Repeat each record below exactly as given.

Begin MATERIAL

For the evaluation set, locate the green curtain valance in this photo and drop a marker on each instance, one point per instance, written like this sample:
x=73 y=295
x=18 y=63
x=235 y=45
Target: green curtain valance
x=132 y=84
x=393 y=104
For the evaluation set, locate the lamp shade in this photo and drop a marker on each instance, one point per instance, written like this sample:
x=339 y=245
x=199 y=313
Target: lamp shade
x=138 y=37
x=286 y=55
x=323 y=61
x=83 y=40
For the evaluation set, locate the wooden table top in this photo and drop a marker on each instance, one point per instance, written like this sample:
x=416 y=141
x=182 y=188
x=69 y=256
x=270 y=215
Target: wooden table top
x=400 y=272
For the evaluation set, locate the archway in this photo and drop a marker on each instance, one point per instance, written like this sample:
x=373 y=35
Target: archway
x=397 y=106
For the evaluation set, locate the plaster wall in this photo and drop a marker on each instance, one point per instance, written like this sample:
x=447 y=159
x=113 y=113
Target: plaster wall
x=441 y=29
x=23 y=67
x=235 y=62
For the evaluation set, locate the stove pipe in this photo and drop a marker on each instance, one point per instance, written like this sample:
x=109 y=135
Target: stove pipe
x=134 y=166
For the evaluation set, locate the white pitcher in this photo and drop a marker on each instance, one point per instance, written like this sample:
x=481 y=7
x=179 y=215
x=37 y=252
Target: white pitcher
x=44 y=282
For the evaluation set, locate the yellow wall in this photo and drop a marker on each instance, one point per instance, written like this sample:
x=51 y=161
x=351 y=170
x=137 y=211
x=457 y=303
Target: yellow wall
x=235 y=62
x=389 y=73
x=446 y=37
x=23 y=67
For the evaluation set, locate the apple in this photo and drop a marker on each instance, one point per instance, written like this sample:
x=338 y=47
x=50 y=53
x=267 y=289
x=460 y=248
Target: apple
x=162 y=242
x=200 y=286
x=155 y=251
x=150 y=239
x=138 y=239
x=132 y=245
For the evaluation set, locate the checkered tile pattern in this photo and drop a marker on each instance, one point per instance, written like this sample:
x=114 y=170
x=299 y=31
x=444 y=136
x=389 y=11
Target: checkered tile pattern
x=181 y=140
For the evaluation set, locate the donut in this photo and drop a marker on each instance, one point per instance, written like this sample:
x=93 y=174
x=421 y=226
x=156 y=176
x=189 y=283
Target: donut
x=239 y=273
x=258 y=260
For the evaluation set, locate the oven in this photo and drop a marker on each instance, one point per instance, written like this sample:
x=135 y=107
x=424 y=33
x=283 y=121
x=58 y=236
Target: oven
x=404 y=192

End MATERIAL

EXERCISE OUTPUT:
For the evaluation set, locate the green curtain valance in this photo and drop a marker on each instance, one point per instance, written like this sample:
x=73 y=295
x=18 y=63
x=235 y=45
Target: green curtain valance
x=132 y=84
x=393 y=104
For the evaluation set, locate the lamp shade in this photo and drop a marker on each instance, one point per instance, written like this sample:
x=339 y=245
x=199 y=313
Target: lamp shade
x=138 y=37
x=286 y=55
x=323 y=61
x=83 y=40
For the evaluation set, locate the wooden table top in this photo and drop a marker on each instance, one point per instance, written like this sample:
x=416 y=141
x=182 y=188
x=69 y=256
x=270 y=215
Target: wooden table top
x=400 y=272
For the evaluation set, locate the archway in this photo and drop a marker on each instance, one point per instance, written like this sample:
x=373 y=35
Target: archway
x=397 y=106
For the evaluation set, locate the plaster wall in this photo and drop a marker on each instance, one point per instance, written like this sample:
x=447 y=159
x=113 y=113
Target: plaster wall
x=441 y=29
x=23 y=67
x=235 y=62
For the evaluation set, locate the stove pipe in this photo and drop a marker on each instance, one point per instance, written like this sample:
x=109 y=135
Target: stove pipe
x=134 y=166
For the evaluation set, locate the white pitcher in this photo and drop a marker on each instance, one point per instance, written like this sample:
x=481 y=7
x=179 y=215
x=37 y=252
Target: white pitcher
x=44 y=282
For the evaluation set, locate the yellow wall in this photo and drop a marker on each instance, one point per instance, written like this sample:
x=51 y=161
x=351 y=170
x=137 y=211
x=457 y=303
Target: yellow wall
x=235 y=62
x=389 y=73
x=446 y=37
x=23 y=67
For the evaluation set, locate the apple in this photo and drop a marker on each instance, one point per instance, written like this sample:
x=338 y=47
x=50 y=53
x=267 y=289
x=460 y=248
Target: apple
x=162 y=242
x=200 y=286
x=155 y=251
x=150 y=239
x=138 y=239
x=132 y=245
For the evaluation set, locate the checkered tile pattern in this photo and drop a marker on each instance, one point per instance, written like this sample:
x=114 y=170
x=299 y=31
x=444 y=136
x=389 y=11
Target: checkered tile pattern
x=181 y=140
For the evaluation set, locate the donut in this photo and drop a marker on each instance, one point per instance, written like this sample:
x=93 y=174
x=421 y=226
x=156 y=176
x=189 y=283
Target: donut
x=239 y=273
x=258 y=260
For the evaluation set, locate the oven in this photo and drop a marker on each instance, one point per instance, written like this sample:
x=135 y=107
x=424 y=33
x=283 y=121
x=58 y=236
Target: oven
x=404 y=192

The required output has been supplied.